Recast everything from the start of the data down to the line containing "POLYGON ((58 141, 61", inclusive, as a numbered list with any blank lines left out.

+ + + +

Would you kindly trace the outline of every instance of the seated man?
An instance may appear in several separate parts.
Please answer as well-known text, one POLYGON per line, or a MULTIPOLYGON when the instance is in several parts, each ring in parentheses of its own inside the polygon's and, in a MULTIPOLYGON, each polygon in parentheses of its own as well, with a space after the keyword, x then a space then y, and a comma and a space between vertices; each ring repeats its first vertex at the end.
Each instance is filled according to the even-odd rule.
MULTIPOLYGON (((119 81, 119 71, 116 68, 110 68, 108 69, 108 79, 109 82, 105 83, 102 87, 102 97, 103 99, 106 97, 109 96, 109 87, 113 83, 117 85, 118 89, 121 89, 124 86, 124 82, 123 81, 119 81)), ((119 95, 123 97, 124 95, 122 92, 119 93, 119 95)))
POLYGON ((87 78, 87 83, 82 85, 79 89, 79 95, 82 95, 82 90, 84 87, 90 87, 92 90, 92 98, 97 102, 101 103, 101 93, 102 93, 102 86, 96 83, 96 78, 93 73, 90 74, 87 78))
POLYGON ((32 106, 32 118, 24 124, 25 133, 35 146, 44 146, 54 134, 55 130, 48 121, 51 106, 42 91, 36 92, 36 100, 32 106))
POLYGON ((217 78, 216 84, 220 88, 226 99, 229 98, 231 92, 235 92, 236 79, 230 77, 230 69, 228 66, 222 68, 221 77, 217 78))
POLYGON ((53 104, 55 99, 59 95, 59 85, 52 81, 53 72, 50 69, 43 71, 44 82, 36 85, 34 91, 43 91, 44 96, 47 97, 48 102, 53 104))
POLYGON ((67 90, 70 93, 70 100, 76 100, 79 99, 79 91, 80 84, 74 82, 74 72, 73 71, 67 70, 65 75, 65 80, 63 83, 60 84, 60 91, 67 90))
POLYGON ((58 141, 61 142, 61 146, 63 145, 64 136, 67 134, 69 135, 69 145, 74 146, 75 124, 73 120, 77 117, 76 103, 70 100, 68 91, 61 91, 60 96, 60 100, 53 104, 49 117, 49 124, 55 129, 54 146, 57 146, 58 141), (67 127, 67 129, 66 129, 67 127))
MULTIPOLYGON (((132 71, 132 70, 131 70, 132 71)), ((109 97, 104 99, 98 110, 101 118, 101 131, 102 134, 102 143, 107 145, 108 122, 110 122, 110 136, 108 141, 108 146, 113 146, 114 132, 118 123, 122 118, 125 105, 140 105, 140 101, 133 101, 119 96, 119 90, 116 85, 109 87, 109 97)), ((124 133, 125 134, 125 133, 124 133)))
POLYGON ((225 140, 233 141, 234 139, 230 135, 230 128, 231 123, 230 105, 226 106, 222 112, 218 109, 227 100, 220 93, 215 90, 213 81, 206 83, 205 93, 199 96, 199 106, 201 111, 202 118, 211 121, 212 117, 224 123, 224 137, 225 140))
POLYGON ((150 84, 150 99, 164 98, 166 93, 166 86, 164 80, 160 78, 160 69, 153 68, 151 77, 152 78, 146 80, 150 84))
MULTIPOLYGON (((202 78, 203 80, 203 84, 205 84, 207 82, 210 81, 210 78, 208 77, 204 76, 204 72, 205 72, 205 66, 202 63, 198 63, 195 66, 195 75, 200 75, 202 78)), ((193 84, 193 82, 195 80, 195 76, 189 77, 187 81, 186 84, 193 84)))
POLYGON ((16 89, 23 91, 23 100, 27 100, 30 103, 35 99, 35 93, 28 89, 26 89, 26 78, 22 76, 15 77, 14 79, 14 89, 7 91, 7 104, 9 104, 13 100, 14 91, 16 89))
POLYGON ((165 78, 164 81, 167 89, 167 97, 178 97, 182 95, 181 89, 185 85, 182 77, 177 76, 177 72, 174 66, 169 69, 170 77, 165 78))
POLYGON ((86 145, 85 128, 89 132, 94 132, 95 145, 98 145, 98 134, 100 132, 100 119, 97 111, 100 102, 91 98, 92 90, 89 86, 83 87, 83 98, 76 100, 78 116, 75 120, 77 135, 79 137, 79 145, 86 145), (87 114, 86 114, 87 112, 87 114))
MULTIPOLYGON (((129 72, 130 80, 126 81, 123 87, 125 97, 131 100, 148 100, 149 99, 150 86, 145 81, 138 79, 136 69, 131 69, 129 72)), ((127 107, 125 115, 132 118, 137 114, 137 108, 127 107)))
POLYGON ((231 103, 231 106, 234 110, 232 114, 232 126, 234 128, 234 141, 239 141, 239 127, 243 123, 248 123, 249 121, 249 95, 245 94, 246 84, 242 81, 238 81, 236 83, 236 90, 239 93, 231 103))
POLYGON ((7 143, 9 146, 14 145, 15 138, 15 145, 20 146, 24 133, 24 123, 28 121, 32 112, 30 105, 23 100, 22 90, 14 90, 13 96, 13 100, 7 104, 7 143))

+ + + +

• **Problem solution**
1. Would you kindly trace the outline of every instance of the seated man?
2. An instance may appear in several separate parts.
3. Please answer as well-known text, one POLYGON per line, or a MULTIPOLYGON when the instance is in several parts, each ring in parentheses of its own inside the polygon's and, in a MULTIPOLYGON, each polygon in parentheses of its own as well, with a space after the keyword, x then a space then y, and a comma and a space between vertices; each ring repeats its first vertex at the end.
4. Each instance is filled according to the even-odd rule.
5. MULTIPOLYGON (((119 81, 119 71, 116 68, 110 68, 108 69, 108 79, 109 82, 105 83, 102 87, 102 97, 103 99, 106 97, 109 96, 109 87, 113 83, 117 85, 118 89, 121 89, 124 86, 124 82, 123 81, 119 81)), ((119 95, 123 97, 124 95, 122 92, 119 93, 119 95)))
6. POLYGON ((87 78, 87 83, 82 85, 79 89, 79 95, 82 95, 82 90, 84 87, 90 87, 92 90, 92 98, 97 102, 101 103, 101 93, 102 93, 102 86, 96 83, 96 78, 93 73, 90 74, 87 78))
7. POLYGON ((32 106, 32 118, 24 124, 25 133, 35 146, 44 146, 54 134, 55 130, 48 121, 51 106, 42 91, 36 92, 36 100, 32 106))
8. POLYGON ((217 78, 216 84, 220 88, 226 99, 229 98, 231 92, 235 92, 236 79, 230 77, 230 69, 228 66, 222 68, 221 77, 217 78))
9. POLYGON ((53 104, 55 99, 59 95, 59 85, 52 81, 53 72, 50 69, 43 71, 44 82, 36 85, 34 91, 43 91, 44 96, 47 97, 48 102, 53 104))
10. POLYGON ((67 90, 70 93, 70 100, 76 100, 79 99, 79 91, 80 84, 74 82, 74 72, 73 71, 67 70, 65 75, 65 80, 63 83, 60 84, 60 91, 67 90))
11. POLYGON ((58 141, 61 142, 61 146, 63 145, 64 136, 67 134, 69 135, 69 145, 74 146, 75 124, 73 120, 77 117, 76 103, 70 100, 68 91, 61 91, 60 96, 60 100, 53 104, 49 117, 49 124, 55 129, 54 146, 57 146, 58 141), (67 127, 67 129, 66 129, 67 127))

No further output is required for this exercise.